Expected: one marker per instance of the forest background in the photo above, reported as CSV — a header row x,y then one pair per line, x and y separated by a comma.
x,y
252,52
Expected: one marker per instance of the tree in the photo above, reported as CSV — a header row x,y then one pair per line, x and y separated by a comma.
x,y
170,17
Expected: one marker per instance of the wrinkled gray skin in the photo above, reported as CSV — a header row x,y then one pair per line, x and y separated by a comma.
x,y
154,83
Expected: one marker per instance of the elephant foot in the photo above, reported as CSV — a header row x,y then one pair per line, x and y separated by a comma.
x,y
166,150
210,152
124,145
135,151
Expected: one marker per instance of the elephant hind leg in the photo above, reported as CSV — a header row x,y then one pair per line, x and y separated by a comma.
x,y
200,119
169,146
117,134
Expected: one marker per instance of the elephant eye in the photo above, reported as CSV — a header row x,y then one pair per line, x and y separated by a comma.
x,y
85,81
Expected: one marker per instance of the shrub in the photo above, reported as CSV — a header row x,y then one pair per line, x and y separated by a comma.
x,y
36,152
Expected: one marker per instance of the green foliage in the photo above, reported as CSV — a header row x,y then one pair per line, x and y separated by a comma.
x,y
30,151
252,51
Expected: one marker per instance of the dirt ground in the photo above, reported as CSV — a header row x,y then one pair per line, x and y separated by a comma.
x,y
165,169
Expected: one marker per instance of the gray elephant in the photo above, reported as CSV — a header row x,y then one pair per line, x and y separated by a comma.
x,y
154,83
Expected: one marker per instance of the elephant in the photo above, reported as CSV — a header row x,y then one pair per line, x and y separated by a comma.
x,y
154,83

------------

**TASK TO COMPLETE**. Convert all of the rows above into a JSON list of strings with one string per line, leaving out blank lines.

**REPLY TO THE TASK**.
[
  "Expected: one marker per instance of the forest background in the photo above, reported as CSV — a header row x,y then one pair per line, x and y separated by a comma.",
  "x,y",
  "252,52",
  "Expected: one marker per instance of the tree in the photo above, reported as CSV — a header row x,y then one pair per line, x and y separated by a comma.",
  "x,y",
  "170,17",
  "Expected: one marker per instance of the wrinkled gray skin in the photo above, reported as CSV — a header row x,y then one pair per line, x and y separated by a comma.",
  "x,y",
  "154,83",
  "Expected: one marker per instance of the elephant foot in the photo above, reported as CSV — a header row x,y then one pair per line, x and y separated by a comma.",
  "x,y",
  "166,150",
  "210,152",
  "124,145",
  "135,151",
  "Expected: one marker per instance of the elephant hind leg in the photo above, reported as CSV — a header row x,y then one pair per line, x and y separated by a comma.",
  "x,y",
  "200,119",
  "169,146",
  "117,134",
  "Expected: one marker per instance of the elephant eye in the photo above, reported as CSV — a header row x,y then one pair per line, x and y separated by a comma.",
  "x,y",
  "85,81",
  "Expected: one marker per instance of the shrub in the photo above, reported as CSV — a header row x,y then one pair per line, x and y separated by a comma.",
  "x,y",
  "36,152",
  "Expected: one marker per instance of the green foliage in the photo above, reported as CSV — a header row x,y then one pair per line, x and y separated by a comma.",
  "x,y",
  "30,151",
  "252,51",
  "Expected: one marker per instance of the dirt ground in the photo above, reported as CSV — a header row x,y then one pair per line, x and y separated by a comma.",
  "x,y",
  "165,169",
  "Expected: one marker per instance of the gray elephant in the photo above, reported as CSV — a header row x,y then one pair per line, x and y separated by a comma.",
  "x,y",
  "154,83",
  "Expected: one marker per instance of the elephant in the photo above, reported as CSV — a header row x,y then one pair per line, x and y separated by a comma.",
  "x,y",
  "154,83"
]